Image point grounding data

********************

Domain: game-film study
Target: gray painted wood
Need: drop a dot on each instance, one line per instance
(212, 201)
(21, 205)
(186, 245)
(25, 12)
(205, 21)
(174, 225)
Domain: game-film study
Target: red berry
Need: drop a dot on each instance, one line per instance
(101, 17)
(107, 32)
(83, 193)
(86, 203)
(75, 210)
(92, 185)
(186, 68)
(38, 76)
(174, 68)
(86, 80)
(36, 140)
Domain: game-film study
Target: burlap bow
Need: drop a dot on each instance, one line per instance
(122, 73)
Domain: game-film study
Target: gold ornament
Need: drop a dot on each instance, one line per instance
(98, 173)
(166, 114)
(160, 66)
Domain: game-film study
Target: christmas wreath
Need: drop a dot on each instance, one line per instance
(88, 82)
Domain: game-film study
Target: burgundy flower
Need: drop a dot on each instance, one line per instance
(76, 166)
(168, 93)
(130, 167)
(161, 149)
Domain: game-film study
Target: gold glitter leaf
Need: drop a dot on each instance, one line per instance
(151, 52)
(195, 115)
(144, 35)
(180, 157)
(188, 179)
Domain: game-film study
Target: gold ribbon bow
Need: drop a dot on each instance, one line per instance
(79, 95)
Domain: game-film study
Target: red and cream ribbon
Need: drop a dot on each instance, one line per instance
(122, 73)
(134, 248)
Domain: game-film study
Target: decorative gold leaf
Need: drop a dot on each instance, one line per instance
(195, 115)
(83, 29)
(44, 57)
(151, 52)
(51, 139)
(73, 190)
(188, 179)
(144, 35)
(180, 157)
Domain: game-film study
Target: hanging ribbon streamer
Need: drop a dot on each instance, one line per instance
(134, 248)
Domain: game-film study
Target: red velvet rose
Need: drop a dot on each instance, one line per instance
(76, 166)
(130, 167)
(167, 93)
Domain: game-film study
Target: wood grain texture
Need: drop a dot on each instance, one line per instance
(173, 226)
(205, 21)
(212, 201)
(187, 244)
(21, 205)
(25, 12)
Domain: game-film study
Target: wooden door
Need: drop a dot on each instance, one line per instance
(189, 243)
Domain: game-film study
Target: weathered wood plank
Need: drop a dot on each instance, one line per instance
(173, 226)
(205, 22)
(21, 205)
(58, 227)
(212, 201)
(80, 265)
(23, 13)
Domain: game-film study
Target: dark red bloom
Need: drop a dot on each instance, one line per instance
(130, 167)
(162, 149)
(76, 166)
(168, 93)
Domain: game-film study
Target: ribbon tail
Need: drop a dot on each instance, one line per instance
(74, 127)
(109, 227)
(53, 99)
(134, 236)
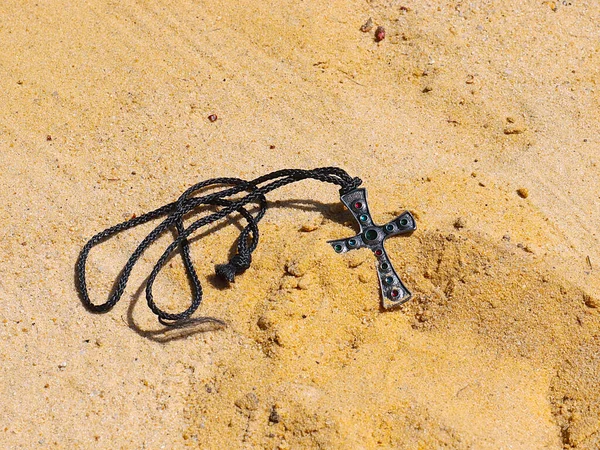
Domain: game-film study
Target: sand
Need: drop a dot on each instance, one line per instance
(479, 117)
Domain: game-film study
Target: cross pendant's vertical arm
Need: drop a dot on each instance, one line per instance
(393, 291)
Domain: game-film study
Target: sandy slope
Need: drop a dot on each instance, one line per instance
(104, 115)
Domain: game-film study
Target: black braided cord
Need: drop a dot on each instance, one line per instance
(186, 204)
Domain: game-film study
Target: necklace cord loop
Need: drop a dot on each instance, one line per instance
(187, 204)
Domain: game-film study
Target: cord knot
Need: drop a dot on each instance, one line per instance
(236, 265)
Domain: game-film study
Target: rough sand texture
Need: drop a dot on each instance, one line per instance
(104, 115)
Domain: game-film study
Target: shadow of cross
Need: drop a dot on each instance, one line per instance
(372, 236)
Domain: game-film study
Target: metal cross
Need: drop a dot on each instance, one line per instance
(372, 236)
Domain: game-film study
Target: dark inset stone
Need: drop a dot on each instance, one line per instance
(370, 235)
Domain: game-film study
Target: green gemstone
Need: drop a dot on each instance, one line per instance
(370, 235)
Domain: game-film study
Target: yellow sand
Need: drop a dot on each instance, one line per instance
(103, 115)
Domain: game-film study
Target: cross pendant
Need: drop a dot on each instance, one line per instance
(372, 236)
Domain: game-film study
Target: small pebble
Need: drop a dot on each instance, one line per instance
(459, 223)
(367, 26)
(248, 402)
(379, 34)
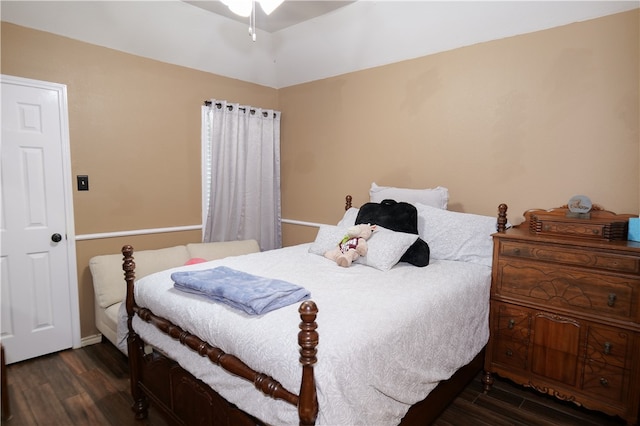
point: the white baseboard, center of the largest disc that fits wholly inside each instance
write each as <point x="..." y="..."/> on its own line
<point x="91" y="340"/>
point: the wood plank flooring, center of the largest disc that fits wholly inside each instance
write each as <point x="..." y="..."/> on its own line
<point x="90" y="386"/>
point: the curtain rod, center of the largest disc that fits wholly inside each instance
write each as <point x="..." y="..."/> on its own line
<point x="243" y="109"/>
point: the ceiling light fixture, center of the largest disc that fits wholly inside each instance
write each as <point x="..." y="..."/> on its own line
<point x="247" y="8"/>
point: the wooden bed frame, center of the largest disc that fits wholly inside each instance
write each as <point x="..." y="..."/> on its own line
<point x="186" y="400"/>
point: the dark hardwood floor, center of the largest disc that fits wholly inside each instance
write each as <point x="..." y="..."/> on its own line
<point x="90" y="386"/>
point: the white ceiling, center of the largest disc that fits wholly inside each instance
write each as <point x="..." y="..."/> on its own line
<point x="363" y="34"/>
<point x="289" y="13"/>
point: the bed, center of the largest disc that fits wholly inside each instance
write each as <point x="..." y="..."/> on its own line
<point x="374" y="346"/>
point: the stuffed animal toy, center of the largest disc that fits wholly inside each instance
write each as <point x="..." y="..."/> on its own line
<point x="352" y="246"/>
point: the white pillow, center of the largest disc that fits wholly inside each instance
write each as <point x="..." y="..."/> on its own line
<point x="435" y="197"/>
<point x="385" y="247"/>
<point x="457" y="236"/>
<point x="349" y="218"/>
<point x="328" y="238"/>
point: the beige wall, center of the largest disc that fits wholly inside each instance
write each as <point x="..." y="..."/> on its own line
<point x="134" y="127"/>
<point x="529" y="121"/>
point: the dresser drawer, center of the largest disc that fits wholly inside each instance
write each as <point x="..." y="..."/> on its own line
<point x="605" y="381"/>
<point x="510" y="352"/>
<point x="573" y="256"/>
<point x="512" y="323"/>
<point x="608" y="346"/>
<point x="575" y="289"/>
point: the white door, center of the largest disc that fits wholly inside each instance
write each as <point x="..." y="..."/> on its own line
<point x="37" y="266"/>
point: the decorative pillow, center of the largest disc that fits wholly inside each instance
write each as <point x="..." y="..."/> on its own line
<point x="399" y="217"/>
<point x="385" y="247"/>
<point x="436" y="197"/>
<point x="457" y="236"/>
<point x="349" y="218"/>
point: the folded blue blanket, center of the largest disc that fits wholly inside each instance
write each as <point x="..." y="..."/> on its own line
<point x="250" y="293"/>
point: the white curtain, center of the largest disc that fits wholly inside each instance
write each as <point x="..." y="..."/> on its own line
<point x="241" y="174"/>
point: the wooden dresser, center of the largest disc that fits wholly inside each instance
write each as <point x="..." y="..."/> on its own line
<point x="565" y="316"/>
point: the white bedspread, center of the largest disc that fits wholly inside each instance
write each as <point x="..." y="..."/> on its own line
<point x="386" y="338"/>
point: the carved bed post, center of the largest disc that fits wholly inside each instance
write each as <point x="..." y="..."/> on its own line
<point x="134" y="343"/>
<point x="502" y="217"/>
<point x="308" y="341"/>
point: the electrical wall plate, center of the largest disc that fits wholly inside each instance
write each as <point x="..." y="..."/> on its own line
<point x="83" y="182"/>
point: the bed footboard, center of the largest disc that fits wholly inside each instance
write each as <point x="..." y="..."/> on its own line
<point x="143" y="388"/>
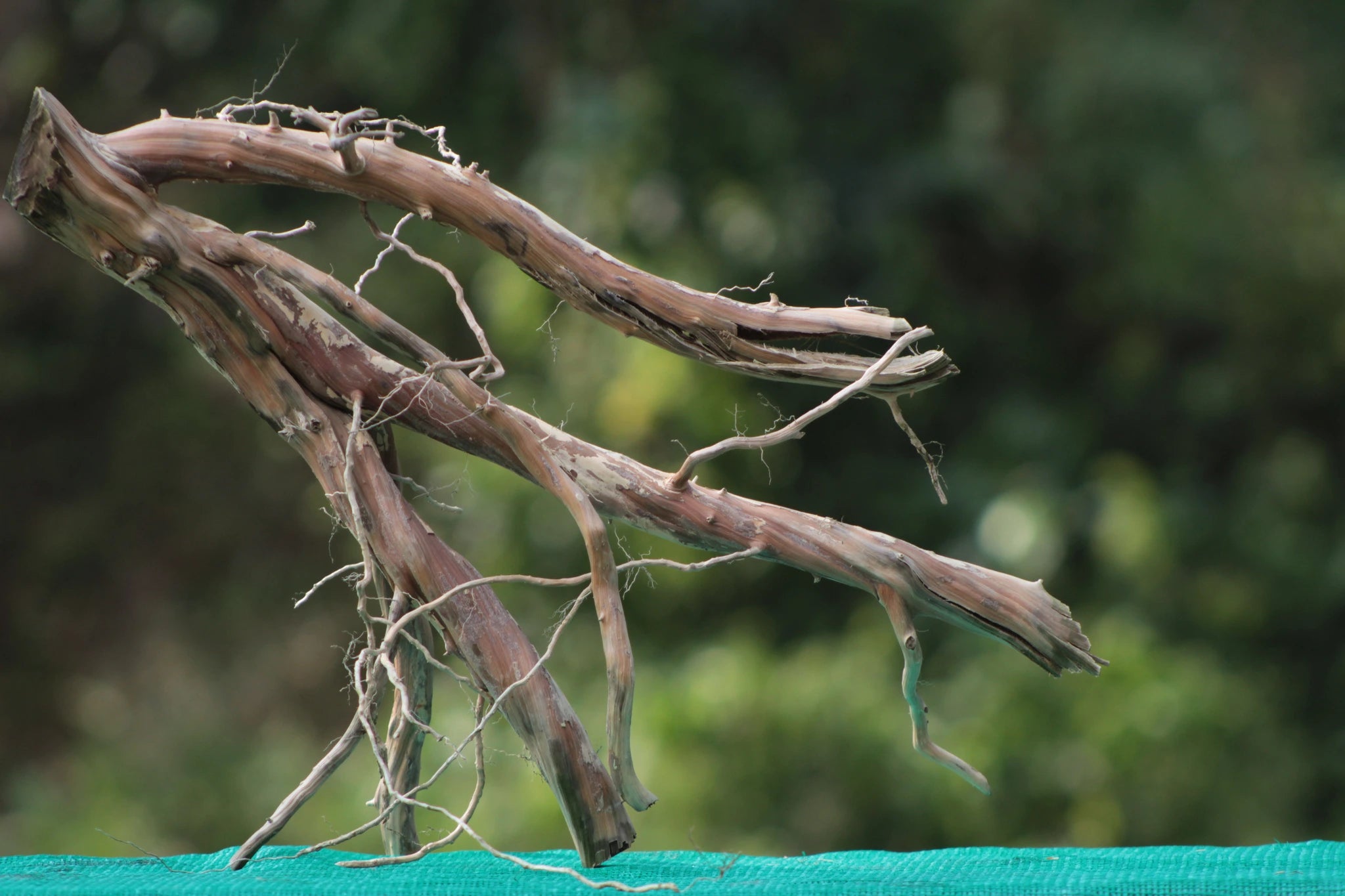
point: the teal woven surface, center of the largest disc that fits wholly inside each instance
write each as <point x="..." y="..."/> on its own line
<point x="1317" y="867"/>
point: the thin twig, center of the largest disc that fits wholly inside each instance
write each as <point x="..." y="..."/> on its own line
<point x="334" y="574"/>
<point x="914" y="658"/>
<point x="486" y="372"/>
<point x="795" y="427"/>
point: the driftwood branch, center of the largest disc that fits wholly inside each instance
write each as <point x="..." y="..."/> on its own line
<point x="260" y="317"/>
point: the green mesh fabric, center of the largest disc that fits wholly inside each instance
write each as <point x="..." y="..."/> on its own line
<point x="1315" y="867"/>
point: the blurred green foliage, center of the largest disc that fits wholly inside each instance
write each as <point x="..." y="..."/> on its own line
<point x="1124" y="221"/>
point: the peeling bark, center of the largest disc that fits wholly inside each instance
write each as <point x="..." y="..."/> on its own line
<point x="255" y="313"/>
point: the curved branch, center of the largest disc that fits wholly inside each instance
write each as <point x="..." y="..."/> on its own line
<point x="707" y="327"/>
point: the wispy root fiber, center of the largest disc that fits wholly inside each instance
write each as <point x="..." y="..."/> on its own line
<point x="272" y="326"/>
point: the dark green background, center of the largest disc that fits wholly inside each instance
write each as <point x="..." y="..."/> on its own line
<point x="1126" y="223"/>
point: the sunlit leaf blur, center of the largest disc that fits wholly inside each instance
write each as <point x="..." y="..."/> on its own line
<point x="1125" y="222"/>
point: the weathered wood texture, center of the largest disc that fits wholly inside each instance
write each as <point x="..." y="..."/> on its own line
<point x="70" y="190"/>
<point x="256" y="313"/>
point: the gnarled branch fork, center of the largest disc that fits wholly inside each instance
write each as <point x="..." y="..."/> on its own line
<point x="257" y="314"/>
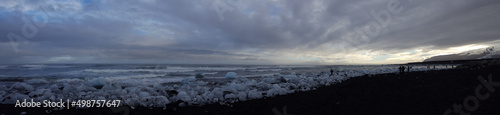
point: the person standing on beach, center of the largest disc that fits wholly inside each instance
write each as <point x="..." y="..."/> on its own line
<point x="331" y="71"/>
<point x="403" y="69"/>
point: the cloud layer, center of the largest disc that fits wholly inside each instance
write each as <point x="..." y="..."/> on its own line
<point x="243" y="32"/>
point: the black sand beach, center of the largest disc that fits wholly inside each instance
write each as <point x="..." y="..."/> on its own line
<point x="427" y="92"/>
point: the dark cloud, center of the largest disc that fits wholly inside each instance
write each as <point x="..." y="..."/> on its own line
<point x="251" y="32"/>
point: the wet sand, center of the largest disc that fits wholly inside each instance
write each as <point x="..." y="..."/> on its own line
<point x="427" y="92"/>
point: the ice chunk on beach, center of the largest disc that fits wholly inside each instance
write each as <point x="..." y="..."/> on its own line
<point x="98" y="81"/>
<point x="231" y="75"/>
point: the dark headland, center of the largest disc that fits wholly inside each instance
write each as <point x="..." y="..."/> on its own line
<point x="425" y="92"/>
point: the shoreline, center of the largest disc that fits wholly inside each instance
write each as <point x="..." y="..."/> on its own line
<point x="425" y="92"/>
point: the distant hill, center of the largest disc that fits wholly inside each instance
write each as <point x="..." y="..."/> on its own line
<point x="487" y="53"/>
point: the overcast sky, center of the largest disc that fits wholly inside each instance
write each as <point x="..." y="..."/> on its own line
<point x="243" y="31"/>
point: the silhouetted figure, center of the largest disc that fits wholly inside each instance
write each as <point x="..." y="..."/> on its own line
<point x="331" y="71"/>
<point x="403" y="69"/>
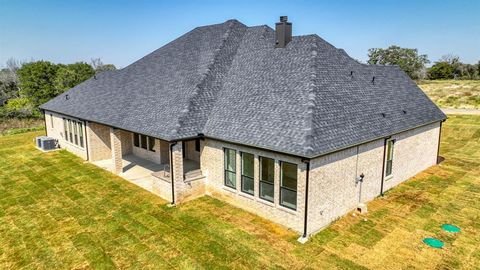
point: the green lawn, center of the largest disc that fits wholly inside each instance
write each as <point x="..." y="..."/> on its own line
<point x="58" y="212"/>
<point x="462" y="94"/>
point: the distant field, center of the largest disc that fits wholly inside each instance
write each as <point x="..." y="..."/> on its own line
<point x="462" y="94"/>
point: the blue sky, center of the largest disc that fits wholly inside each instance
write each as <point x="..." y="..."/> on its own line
<point x="121" y="32"/>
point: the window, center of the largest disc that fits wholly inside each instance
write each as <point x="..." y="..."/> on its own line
<point x="70" y="130"/>
<point x="388" y="169"/>
<point x="247" y="173"/>
<point x="151" y="144"/>
<point x="75" y="132"/>
<point x="65" y="129"/>
<point x="288" y="185"/>
<point x="197" y="145"/>
<point x="80" y="133"/>
<point x="230" y="168"/>
<point x="267" y="171"/>
<point x="136" y="139"/>
<point x="143" y="141"/>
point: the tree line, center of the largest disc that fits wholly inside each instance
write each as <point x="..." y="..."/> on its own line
<point x="25" y="86"/>
<point x="414" y="64"/>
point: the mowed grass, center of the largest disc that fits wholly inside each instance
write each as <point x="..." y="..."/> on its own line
<point x="58" y="212"/>
<point x="462" y="94"/>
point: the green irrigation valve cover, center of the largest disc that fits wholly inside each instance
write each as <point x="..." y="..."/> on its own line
<point x="450" y="228"/>
<point x="433" y="242"/>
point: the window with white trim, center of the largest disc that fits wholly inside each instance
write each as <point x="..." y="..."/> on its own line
<point x="288" y="185"/>
<point x="143" y="141"/>
<point x="230" y="167"/>
<point x="73" y="130"/>
<point x="266" y="183"/>
<point x="247" y="173"/>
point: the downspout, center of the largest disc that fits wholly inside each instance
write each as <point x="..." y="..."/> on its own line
<point x="439" y="137"/>
<point x="307" y="161"/>
<point x="86" y="139"/>
<point x="383" y="164"/>
<point x="171" y="171"/>
<point x="45" y="122"/>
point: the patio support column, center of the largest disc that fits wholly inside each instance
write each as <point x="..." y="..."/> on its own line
<point x="116" y="147"/>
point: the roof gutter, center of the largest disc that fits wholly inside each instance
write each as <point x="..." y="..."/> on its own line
<point x="254" y="146"/>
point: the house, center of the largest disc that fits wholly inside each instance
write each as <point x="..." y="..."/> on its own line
<point x="288" y="127"/>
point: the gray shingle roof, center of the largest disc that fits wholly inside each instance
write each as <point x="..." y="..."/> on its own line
<point x="228" y="82"/>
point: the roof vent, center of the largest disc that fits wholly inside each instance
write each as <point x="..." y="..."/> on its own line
<point x="283" y="32"/>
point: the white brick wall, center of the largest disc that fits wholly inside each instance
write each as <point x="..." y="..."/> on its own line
<point x="57" y="131"/>
<point x="212" y="166"/>
<point x="333" y="191"/>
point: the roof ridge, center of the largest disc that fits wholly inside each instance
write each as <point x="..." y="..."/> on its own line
<point x="210" y="69"/>
<point x="312" y="96"/>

********************

Work to be completed
Reproduce every line above that contains the string "roof".

Answer to this exercise
point: the roof gutter, center of the largest disc that fits wholly inside each instance
point: the gray shingle roof, center of the largest disc that fits wholly inside each instance
point: the roof vent, center of the largest disc that fits wholly inside each instance
point: the roof ridge, center of the largest disc that fits wholly inside each instance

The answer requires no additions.